*Data for processing*:
** Start **
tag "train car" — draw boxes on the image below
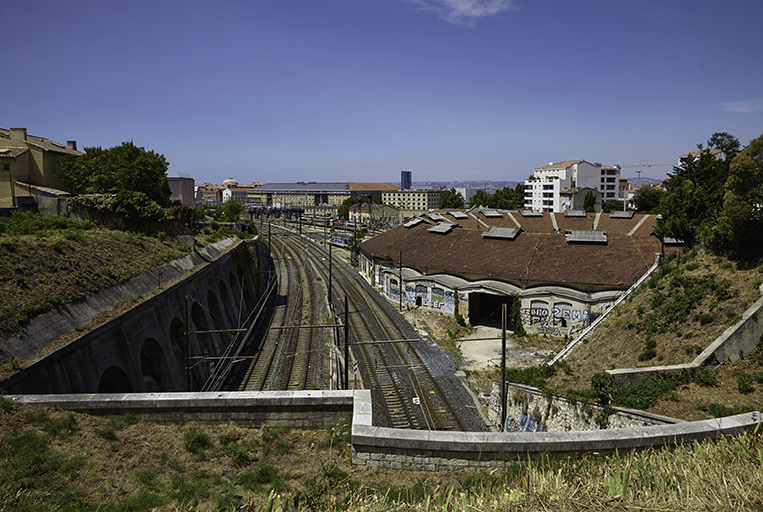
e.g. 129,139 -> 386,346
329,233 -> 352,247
** End **
** Start **
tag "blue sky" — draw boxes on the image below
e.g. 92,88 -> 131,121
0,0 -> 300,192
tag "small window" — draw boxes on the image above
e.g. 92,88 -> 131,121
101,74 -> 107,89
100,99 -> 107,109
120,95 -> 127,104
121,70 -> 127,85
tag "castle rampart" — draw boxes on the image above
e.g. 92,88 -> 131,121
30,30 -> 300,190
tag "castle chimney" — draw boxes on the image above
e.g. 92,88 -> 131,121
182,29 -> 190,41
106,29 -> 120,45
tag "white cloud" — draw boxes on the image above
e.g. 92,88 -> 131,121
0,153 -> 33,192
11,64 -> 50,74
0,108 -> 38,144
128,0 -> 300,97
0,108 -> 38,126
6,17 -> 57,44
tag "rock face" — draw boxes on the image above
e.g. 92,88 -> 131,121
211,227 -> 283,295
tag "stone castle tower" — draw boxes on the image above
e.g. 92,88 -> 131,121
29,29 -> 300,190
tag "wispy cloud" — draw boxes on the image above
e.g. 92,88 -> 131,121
** End **
*Written problem*: Pull out every line above that contains the word "cloud", and list them in the order they appear.

*Task response*:
tag "white cloud" — draw boxes on the image above
tag "wispy cloud" — draw boxes on the image above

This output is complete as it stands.